### WORK INSTRUCTION
Copy out each line of the entries where the word "frame" is present.

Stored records
------------

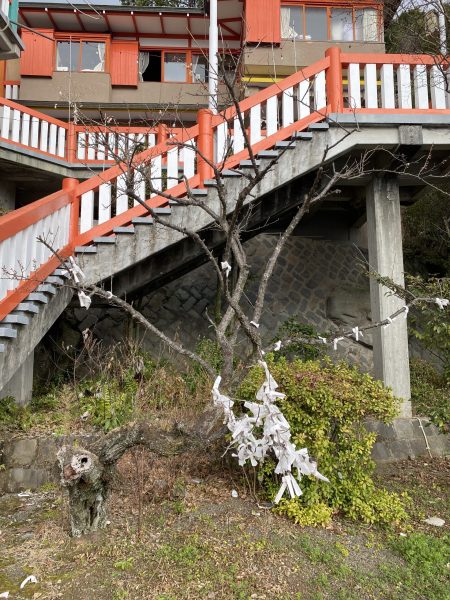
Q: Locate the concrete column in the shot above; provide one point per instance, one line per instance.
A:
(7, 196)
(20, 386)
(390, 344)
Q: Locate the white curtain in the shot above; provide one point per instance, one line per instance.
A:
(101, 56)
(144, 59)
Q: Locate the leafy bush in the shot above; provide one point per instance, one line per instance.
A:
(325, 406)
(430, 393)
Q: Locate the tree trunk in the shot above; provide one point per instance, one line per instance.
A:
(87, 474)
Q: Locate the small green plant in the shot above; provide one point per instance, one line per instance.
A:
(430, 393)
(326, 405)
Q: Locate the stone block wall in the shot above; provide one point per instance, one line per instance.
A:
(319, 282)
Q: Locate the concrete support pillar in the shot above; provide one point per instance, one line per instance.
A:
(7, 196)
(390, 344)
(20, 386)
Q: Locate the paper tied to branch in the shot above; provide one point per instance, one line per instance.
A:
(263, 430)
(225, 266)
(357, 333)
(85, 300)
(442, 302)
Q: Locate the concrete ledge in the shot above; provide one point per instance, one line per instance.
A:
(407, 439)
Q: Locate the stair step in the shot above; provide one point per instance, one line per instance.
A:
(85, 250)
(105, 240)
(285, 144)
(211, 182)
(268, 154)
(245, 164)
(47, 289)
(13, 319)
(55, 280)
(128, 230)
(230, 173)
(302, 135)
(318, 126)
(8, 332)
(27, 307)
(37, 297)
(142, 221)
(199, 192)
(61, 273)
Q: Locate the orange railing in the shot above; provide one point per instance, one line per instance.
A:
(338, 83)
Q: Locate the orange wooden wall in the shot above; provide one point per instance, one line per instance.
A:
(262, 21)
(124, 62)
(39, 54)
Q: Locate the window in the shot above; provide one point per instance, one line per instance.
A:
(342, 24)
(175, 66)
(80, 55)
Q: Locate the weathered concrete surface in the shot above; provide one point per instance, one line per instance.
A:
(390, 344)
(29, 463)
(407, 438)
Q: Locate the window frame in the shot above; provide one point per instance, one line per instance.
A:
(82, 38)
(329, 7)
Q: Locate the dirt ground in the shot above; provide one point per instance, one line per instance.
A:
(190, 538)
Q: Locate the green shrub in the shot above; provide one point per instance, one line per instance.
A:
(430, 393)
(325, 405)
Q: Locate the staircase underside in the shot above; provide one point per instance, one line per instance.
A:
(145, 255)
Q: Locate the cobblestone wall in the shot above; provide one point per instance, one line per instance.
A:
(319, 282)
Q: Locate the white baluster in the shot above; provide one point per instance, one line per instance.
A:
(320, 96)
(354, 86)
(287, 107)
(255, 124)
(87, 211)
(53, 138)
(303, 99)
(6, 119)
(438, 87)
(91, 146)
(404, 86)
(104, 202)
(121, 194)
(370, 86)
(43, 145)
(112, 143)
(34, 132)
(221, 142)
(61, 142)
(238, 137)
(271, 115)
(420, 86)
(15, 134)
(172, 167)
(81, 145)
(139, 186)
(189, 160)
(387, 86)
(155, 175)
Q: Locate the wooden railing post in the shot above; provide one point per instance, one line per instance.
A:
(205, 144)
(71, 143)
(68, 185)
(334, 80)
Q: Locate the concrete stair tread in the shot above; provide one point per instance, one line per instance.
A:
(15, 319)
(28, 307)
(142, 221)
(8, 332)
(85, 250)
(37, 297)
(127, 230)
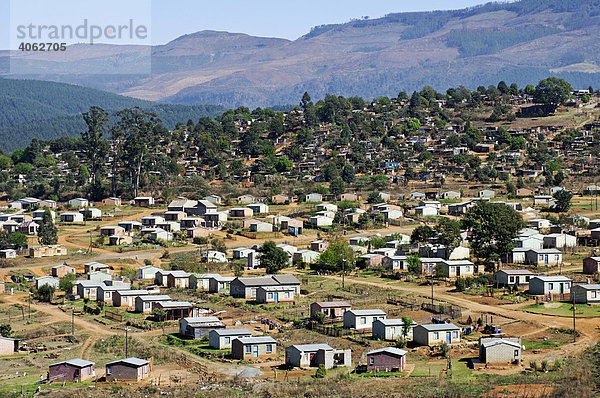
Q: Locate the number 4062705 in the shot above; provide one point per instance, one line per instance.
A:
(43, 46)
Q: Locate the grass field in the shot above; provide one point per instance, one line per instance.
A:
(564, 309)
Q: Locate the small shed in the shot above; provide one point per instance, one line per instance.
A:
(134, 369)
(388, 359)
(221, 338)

------------

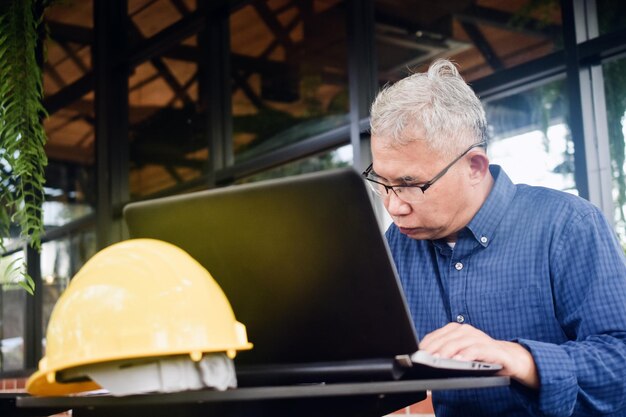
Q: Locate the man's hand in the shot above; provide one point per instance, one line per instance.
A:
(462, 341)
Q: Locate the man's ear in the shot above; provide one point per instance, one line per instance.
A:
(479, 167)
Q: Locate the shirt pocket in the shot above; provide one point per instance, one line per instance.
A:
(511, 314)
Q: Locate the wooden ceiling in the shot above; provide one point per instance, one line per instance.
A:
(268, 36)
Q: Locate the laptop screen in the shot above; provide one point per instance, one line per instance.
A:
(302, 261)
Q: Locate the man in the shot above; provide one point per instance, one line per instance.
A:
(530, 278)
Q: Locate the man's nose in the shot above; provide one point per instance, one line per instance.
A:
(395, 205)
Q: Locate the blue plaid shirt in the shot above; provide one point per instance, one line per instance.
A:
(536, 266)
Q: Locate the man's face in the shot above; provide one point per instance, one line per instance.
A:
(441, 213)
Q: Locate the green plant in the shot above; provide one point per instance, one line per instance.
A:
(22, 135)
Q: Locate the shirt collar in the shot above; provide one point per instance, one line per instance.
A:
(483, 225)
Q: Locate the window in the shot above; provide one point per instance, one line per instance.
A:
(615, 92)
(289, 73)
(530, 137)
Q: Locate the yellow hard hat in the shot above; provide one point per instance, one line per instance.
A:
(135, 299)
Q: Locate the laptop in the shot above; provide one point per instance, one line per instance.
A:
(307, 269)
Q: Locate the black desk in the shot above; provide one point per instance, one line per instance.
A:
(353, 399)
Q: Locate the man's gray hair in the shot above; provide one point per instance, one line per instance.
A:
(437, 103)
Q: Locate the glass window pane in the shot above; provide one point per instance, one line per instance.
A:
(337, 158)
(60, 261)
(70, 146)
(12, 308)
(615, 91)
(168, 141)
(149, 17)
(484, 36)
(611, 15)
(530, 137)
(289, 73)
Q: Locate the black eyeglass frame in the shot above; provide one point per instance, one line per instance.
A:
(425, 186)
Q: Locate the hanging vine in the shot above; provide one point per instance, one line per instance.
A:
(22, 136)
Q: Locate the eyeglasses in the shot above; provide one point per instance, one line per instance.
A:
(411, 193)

------------

### RESULT FOR THIS TASK
Q: Locate the window frame in the shot above; provide one point per instance, one line per instance.
Q: Locate the black eyeglass frame in the shot above; provide one point per instance, one line per instance.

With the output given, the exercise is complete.